-- Start of Selected extract --
Perhaps you have read Rachel Held Evans' post titled, "15 Reasons I Left Church." With over 800 comments, it has clearly struck a chord with some people. Similarly, Christian Piatt's post on God's Politics, Four Reasons Why I Came Back To Church, has been making the rounds on Facebook. Well, I posted it, at least. They are both about the authors' experiences of being a young adult in relationship with institutional Christianity. It's a difficult topic to write about...there are trends, of course, but in general the journey is so particular that one cannot really generalize. I think both authors do a good job simply offering up their testimonies, affording the readers an opportunity to make whatever connections we find.
So, in the spirit of connecting the dots, I offer this song and a wee bit of testimony.
-- End of Selected extract --
-- Start of Provided data --
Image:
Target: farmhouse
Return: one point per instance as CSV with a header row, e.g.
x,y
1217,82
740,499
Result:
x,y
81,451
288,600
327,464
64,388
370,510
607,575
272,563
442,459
-- End of Provided data --
Work to be completed
Rewrite the church blog post starting at "Perhaps you have" and ending at "connections we find.", using "Twitter" in place of "Facebook". None of the data matters here.

Exercise response
Perhaps you have read Rachel Held Evans' post titled, "15 Reasons I Left Church." With over 800 comments, it has clearly struck a chord with some people. Similarly, Christian Piatt's post on God's Politics, Four Reasons Why I Came Back To Church, has been making the rounds on Twitter. Well, I posted it, at least. They are both about the authors' experiences of being a young adult in relationship with institutional Christianity. It's a difficult topic to write about...there are trends, of course, but in general the journey is so particular that one cannot really generalize. I think both authors do a good job simply offering up their testimonies, affording the readers an opportunity to make whatever connections we find.